→ **AIM**:
Output everything in the entries below from the line containing "For the benchmark, indicate the spruce" down to the line containing "point(495, 358)", word for word and including both of those lines.

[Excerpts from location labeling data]

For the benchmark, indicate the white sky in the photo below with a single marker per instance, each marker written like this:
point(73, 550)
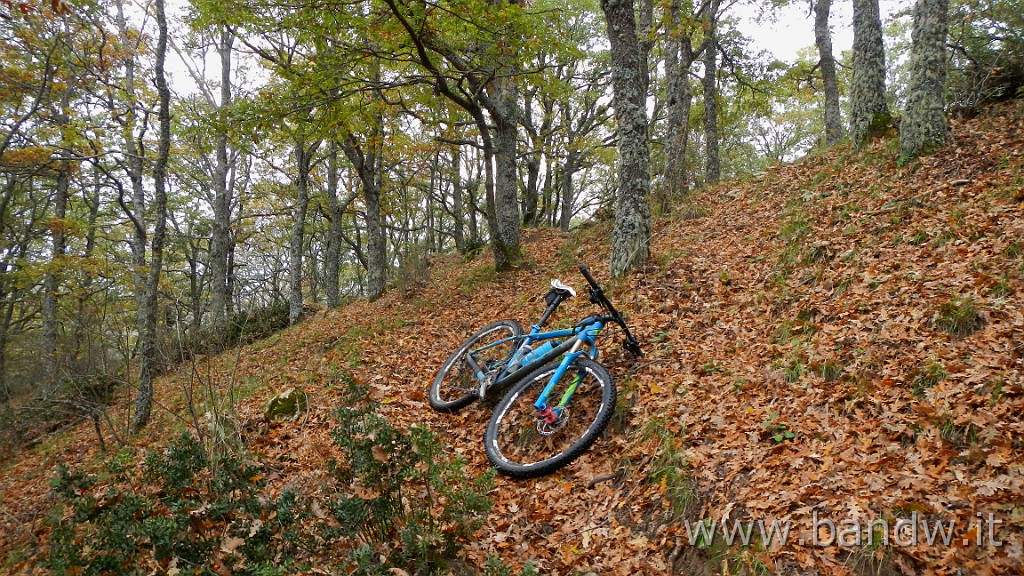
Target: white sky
point(791, 30)
point(794, 28)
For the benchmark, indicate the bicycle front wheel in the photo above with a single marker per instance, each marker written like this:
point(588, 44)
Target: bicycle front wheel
point(521, 445)
point(456, 385)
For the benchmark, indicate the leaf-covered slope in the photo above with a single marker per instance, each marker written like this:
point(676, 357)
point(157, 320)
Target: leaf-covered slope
point(801, 363)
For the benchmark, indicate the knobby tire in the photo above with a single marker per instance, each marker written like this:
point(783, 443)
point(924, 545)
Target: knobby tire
point(456, 386)
point(514, 444)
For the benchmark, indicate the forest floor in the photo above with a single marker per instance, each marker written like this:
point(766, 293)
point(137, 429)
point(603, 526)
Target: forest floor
point(811, 358)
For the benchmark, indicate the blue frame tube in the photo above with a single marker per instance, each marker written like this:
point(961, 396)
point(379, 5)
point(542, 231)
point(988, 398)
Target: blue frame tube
point(587, 336)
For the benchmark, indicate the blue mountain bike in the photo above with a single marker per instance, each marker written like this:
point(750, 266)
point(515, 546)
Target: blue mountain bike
point(560, 398)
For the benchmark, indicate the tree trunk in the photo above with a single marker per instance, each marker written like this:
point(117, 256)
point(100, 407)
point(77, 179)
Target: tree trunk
point(366, 161)
point(302, 161)
point(51, 282)
point(924, 127)
point(505, 221)
point(569, 168)
point(147, 332)
point(631, 234)
point(678, 59)
point(869, 114)
point(713, 164)
point(459, 231)
point(822, 39)
point(332, 258)
point(222, 197)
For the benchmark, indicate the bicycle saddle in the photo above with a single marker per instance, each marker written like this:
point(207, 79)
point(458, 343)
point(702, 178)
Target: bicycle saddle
point(559, 285)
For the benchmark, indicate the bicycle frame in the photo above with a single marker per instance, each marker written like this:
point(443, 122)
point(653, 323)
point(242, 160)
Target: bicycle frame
point(579, 337)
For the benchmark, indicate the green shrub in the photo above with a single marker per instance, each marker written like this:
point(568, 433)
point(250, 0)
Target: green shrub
point(398, 494)
point(188, 510)
point(926, 378)
point(242, 328)
point(958, 317)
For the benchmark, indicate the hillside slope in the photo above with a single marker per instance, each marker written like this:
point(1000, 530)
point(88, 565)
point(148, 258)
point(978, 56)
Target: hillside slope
point(812, 356)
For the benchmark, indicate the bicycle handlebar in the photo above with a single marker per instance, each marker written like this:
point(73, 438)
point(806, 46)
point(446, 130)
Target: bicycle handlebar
point(597, 296)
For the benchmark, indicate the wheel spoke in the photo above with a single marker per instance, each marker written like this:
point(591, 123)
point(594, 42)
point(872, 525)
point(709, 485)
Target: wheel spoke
point(523, 439)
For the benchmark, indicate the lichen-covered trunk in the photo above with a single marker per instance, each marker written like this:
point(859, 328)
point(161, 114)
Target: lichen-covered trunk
point(459, 227)
point(298, 232)
point(221, 194)
point(924, 127)
point(713, 164)
point(332, 257)
point(822, 39)
point(678, 59)
point(376, 240)
point(569, 168)
point(148, 353)
point(631, 234)
point(869, 115)
point(51, 283)
point(505, 232)
point(365, 157)
point(531, 194)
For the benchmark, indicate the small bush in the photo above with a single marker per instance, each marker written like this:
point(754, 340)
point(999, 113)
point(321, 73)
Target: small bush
point(927, 378)
point(190, 512)
point(241, 328)
point(958, 317)
point(399, 496)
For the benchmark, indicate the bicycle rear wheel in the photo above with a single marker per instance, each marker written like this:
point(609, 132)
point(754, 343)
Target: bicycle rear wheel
point(520, 445)
point(456, 385)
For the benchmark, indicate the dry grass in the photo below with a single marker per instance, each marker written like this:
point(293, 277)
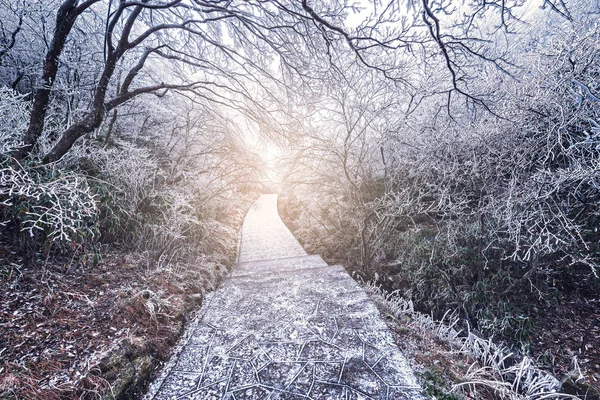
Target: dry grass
point(456, 365)
point(75, 335)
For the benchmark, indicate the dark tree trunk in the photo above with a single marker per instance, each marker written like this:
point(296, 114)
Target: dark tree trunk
point(65, 18)
point(88, 124)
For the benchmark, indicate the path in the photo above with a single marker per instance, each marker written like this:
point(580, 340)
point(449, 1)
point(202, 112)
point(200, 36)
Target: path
point(285, 325)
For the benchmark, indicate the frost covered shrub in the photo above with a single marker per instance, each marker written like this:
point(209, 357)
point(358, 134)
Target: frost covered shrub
point(54, 208)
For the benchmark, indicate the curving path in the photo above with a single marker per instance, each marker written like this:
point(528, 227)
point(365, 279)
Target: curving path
point(285, 325)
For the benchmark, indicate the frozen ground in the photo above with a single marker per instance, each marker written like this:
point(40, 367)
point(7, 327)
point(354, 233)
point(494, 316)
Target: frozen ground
point(285, 325)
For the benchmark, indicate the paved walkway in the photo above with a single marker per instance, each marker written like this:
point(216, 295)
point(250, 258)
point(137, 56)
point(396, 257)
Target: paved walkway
point(285, 325)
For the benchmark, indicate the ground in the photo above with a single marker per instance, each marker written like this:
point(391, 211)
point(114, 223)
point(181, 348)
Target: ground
point(94, 332)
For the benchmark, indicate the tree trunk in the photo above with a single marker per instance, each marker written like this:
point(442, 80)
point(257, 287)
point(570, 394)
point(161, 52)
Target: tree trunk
point(91, 122)
point(65, 18)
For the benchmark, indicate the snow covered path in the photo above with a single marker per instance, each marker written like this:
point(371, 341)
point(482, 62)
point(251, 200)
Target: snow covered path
point(285, 325)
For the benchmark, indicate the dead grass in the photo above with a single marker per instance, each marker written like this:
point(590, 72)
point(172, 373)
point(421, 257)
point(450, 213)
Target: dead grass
point(59, 332)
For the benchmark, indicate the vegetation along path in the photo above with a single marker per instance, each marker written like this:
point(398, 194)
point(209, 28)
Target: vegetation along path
point(285, 325)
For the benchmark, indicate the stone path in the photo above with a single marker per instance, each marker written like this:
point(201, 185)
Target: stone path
point(285, 325)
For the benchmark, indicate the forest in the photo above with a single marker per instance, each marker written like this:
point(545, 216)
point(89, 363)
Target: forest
point(444, 151)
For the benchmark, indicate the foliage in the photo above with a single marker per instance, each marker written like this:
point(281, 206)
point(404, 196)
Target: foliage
point(491, 215)
point(51, 207)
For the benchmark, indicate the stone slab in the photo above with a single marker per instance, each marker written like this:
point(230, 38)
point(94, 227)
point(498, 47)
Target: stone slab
point(287, 328)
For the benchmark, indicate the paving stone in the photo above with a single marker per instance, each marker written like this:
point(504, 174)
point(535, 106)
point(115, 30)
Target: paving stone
point(285, 325)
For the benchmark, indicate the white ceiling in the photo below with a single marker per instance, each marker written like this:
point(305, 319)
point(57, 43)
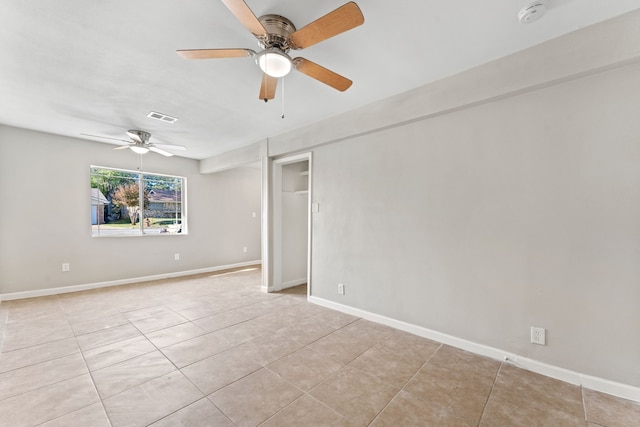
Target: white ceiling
point(73, 67)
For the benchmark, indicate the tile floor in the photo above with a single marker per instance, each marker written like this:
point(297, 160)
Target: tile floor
point(213, 350)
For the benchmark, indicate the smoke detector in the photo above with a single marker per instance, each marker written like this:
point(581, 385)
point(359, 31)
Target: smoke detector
point(532, 13)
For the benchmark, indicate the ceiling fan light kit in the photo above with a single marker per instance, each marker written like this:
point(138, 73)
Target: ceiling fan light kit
point(533, 12)
point(139, 142)
point(139, 150)
point(274, 62)
point(277, 35)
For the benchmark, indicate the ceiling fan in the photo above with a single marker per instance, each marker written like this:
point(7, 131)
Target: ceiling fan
point(277, 36)
point(140, 144)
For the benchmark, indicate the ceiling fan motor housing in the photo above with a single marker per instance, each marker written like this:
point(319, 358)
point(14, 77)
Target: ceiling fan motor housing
point(142, 135)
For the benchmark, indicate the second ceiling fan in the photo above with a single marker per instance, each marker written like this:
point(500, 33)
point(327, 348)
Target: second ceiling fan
point(277, 36)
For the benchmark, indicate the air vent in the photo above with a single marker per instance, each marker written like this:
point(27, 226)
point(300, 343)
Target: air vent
point(162, 117)
point(532, 13)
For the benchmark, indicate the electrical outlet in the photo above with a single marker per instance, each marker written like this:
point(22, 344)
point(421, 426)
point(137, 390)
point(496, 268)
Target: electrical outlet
point(538, 336)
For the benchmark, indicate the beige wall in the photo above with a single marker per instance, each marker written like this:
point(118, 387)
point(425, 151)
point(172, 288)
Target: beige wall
point(498, 199)
point(45, 216)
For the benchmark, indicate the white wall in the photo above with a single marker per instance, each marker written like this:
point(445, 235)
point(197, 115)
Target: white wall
point(484, 222)
point(45, 216)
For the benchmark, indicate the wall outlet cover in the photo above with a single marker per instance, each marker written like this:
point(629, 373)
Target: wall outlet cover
point(538, 336)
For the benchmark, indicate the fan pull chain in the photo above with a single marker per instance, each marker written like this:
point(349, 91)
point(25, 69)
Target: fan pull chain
point(282, 97)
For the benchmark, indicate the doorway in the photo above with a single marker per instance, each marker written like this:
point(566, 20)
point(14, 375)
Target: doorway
point(291, 222)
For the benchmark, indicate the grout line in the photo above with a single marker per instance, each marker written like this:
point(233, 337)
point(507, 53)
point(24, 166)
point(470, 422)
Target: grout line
point(495, 380)
point(408, 381)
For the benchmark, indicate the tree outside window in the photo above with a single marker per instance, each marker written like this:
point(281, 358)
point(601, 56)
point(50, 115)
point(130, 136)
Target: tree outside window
point(116, 197)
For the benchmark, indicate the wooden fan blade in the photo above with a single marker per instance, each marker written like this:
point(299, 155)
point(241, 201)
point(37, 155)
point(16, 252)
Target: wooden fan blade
point(246, 17)
point(268, 87)
point(106, 137)
point(322, 74)
point(214, 53)
point(159, 151)
point(342, 19)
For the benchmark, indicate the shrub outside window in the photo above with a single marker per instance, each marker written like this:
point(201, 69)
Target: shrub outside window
point(133, 203)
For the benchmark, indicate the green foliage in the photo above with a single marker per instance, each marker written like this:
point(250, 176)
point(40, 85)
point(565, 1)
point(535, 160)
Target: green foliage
point(129, 195)
point(108, 180)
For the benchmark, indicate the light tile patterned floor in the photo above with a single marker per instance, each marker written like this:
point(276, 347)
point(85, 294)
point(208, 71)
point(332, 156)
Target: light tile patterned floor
point(213, 350)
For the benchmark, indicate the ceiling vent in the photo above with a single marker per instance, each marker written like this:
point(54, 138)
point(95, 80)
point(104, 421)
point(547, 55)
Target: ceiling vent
point(162, 117)
point(532, 13)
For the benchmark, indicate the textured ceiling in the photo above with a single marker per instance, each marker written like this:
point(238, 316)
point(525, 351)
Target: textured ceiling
point(78, 67)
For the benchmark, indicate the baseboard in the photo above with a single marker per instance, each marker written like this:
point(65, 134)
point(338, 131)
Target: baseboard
point(97, 285)
point(285, 285)
point(594, 383)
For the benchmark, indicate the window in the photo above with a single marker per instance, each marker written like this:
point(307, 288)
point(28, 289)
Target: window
point(117, 195)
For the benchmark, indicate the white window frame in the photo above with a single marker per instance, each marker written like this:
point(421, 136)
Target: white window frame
point(141, 230)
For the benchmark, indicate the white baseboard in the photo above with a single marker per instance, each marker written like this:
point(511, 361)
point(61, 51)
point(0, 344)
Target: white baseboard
point(285, 285)
point(594, 383)
point(89, 286)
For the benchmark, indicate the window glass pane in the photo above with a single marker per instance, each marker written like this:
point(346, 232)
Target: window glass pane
point(164, 211)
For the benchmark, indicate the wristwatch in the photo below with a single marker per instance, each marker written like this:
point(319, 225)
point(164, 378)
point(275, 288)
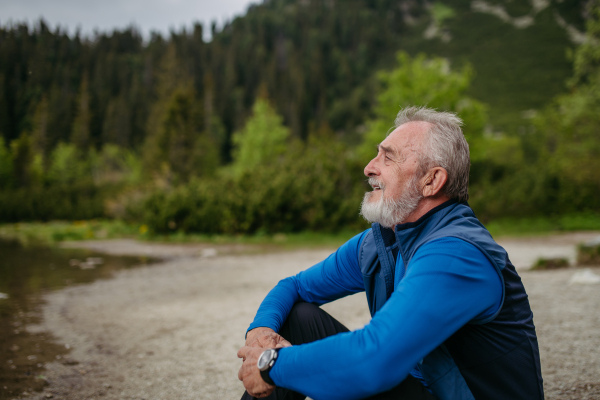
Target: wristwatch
point(265, 363)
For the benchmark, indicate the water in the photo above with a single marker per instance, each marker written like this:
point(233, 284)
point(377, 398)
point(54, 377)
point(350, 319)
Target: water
point(26, 273)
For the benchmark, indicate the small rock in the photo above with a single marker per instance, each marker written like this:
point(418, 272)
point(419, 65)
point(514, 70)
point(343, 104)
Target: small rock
point(94, 260)
point(210, 252)
point(585, 276)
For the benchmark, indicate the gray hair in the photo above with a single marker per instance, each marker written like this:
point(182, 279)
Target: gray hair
point(445, 146)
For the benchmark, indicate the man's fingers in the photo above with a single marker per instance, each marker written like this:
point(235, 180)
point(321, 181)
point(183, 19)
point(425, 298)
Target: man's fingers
point(242, 352)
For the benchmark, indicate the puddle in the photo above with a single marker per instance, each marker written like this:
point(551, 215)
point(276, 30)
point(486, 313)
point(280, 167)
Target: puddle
point(26, 273)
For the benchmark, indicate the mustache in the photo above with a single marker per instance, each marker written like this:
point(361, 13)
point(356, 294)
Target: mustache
point(375, 182)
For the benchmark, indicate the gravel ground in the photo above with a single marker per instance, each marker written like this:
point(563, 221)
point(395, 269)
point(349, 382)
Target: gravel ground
point(172, 330)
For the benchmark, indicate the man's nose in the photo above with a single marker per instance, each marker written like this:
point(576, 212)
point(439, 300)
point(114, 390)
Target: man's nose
point(370, 169)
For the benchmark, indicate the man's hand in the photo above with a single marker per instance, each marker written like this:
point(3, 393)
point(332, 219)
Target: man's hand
point(250, 375)
point(265, 338)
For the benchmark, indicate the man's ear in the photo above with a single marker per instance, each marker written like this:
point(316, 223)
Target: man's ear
point(433, 181)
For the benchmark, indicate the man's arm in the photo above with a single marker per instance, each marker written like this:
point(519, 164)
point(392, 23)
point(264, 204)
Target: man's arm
point(335, 277)
point(448, 284)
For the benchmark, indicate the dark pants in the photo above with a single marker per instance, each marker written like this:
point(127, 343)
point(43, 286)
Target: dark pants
point(307, 323)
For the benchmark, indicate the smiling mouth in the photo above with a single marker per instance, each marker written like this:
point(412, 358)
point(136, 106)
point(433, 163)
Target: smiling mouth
point(375, 185)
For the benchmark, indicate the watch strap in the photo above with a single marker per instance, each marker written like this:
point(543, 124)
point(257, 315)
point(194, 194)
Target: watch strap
point(265, 374)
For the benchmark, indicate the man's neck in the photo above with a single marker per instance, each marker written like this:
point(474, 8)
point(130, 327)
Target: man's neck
point(425, 205)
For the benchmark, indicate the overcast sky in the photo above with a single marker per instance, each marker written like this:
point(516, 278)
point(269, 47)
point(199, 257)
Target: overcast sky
point(147, 15)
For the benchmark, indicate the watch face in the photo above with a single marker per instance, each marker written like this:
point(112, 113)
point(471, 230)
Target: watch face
point(263, 361)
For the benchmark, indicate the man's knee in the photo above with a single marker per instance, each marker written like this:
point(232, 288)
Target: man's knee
point(303, 311)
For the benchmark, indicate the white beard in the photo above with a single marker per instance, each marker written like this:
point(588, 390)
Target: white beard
point(390, 212)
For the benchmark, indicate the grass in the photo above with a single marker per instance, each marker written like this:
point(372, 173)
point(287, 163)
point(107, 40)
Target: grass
point(50, 233)
point(544, 225)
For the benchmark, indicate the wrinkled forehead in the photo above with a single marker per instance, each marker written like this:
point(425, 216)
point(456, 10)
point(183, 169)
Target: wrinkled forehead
point(408, 136)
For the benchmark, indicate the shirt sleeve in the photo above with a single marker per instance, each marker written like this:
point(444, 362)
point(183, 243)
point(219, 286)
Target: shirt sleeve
point(448, 283)
point(333, 278)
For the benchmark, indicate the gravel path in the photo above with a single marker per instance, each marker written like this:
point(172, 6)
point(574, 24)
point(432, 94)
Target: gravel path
point(171, 330)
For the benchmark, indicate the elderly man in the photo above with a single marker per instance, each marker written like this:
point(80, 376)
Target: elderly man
point(450, 316)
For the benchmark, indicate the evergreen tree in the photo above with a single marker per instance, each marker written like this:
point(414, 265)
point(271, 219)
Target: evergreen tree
point(423, 82)
point(262, 140)
point(80, 132)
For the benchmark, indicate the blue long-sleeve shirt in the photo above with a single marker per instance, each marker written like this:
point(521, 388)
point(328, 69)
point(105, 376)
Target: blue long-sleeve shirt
point(448, 283)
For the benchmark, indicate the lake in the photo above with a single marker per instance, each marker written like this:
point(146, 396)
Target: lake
point(26, 273)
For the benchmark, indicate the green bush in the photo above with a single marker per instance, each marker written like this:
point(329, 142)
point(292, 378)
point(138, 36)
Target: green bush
point(316, 188)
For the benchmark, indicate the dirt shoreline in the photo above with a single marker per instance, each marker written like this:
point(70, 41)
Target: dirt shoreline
point(171, 330)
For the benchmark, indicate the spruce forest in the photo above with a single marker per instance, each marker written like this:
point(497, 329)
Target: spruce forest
point(267, 126)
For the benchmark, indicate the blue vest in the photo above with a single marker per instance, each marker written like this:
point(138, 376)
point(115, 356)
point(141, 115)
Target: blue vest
point(495, 358)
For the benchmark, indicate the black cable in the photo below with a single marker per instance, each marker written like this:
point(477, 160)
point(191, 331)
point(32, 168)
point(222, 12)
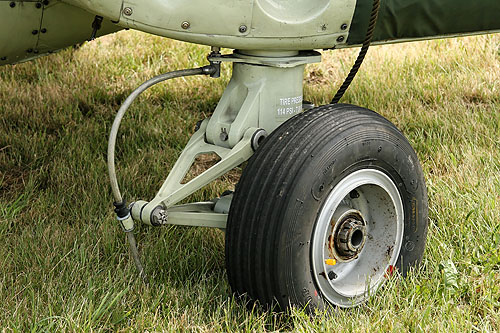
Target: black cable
point(362, 53)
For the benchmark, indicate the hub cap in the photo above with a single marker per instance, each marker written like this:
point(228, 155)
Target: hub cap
point(360, 228)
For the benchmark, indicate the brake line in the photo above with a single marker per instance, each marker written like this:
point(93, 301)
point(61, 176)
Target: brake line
point(362, 53)
point(121, 209)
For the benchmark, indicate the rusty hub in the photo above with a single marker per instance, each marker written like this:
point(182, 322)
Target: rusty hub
point(348, 236)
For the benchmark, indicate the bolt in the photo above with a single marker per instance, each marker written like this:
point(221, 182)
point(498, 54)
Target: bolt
point(223, 136)
point(127, 11)
point(198, 125)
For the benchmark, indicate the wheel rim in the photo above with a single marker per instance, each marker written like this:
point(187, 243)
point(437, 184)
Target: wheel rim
point(360, 226)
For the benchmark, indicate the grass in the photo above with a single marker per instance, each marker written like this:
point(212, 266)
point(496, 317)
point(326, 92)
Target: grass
point(64, 262)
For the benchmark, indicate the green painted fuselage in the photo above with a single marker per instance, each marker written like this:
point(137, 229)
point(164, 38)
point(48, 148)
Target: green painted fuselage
point(30, 28)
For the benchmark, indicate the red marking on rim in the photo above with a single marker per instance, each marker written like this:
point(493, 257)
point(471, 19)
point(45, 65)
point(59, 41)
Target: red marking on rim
point(390, 271)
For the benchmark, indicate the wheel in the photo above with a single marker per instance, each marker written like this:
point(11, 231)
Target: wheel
point(331, 204)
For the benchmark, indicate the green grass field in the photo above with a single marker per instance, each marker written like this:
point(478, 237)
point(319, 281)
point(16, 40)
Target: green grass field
point(64, 262)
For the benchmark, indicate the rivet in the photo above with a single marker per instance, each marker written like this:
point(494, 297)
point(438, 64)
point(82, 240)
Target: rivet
point(127, 11)
point(223, 136)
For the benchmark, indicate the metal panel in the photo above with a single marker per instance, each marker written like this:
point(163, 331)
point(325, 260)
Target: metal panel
point(406, 20)
point(18, 21)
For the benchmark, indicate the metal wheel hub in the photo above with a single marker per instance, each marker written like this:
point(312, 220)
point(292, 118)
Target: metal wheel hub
point(348, 236)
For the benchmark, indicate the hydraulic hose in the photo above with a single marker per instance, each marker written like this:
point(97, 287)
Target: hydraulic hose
point(123, 212)
point(362, 53)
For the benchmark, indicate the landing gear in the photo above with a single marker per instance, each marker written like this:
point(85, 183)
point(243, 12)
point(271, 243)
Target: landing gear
point(332, 204)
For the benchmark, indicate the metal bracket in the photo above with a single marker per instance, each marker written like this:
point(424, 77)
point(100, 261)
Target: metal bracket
point(173, 191)
point(302, 58)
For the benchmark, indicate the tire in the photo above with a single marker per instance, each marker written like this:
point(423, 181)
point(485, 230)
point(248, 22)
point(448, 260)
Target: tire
point(335, 182)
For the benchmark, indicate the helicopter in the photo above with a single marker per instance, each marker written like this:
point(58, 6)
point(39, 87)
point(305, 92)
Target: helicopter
point(333, 199)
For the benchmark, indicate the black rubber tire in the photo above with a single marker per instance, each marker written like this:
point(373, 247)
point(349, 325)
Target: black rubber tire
point(276, 202)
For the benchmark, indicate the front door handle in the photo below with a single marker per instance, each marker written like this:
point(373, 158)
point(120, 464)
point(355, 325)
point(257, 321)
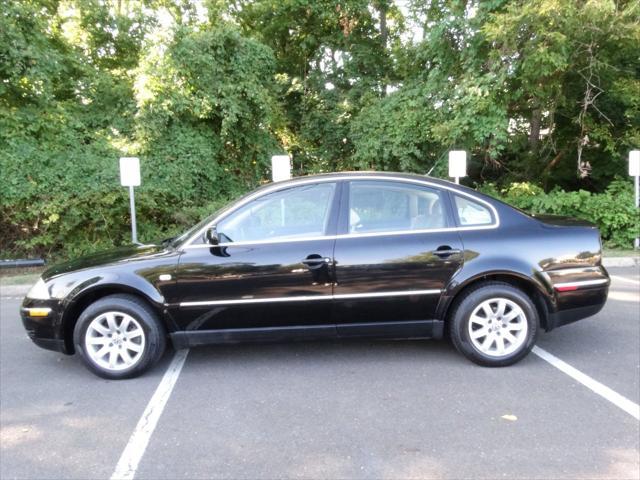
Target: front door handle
point(316, 261)
point(445, 251)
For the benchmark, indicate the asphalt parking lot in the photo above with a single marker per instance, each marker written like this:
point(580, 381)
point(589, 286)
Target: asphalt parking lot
point(359, 409)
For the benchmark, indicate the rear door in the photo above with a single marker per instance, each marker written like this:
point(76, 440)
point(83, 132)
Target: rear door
point(396, 250)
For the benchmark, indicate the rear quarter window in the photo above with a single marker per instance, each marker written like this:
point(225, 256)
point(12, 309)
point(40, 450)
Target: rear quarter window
point(472, 213)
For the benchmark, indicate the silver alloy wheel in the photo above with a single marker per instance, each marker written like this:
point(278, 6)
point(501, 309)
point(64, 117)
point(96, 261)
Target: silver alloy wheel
point(114, 341)
point(498, 327)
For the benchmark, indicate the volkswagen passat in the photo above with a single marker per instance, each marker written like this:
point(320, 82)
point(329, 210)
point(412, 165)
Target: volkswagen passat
point(332, 256)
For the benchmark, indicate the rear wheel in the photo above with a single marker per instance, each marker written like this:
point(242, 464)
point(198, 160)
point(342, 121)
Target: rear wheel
point(119, 336)
point(494, 324)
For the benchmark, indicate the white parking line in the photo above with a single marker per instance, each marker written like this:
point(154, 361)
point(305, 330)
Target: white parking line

→ **SOLUTION TO THE PROBLEM**:
For the benchmark, indicate the spruce forest in the photo above with a single marker per instance, each marker written like this:
point(497, 329)
Target: spruce forest
point(267, 126)
For the benchmark, indicate the blue vest in the photo above with a single marker per instance, each marker written like this:
point(138, 376)
point(115, 356)
point(141, 115)
Target: blue vest
point(495, 358)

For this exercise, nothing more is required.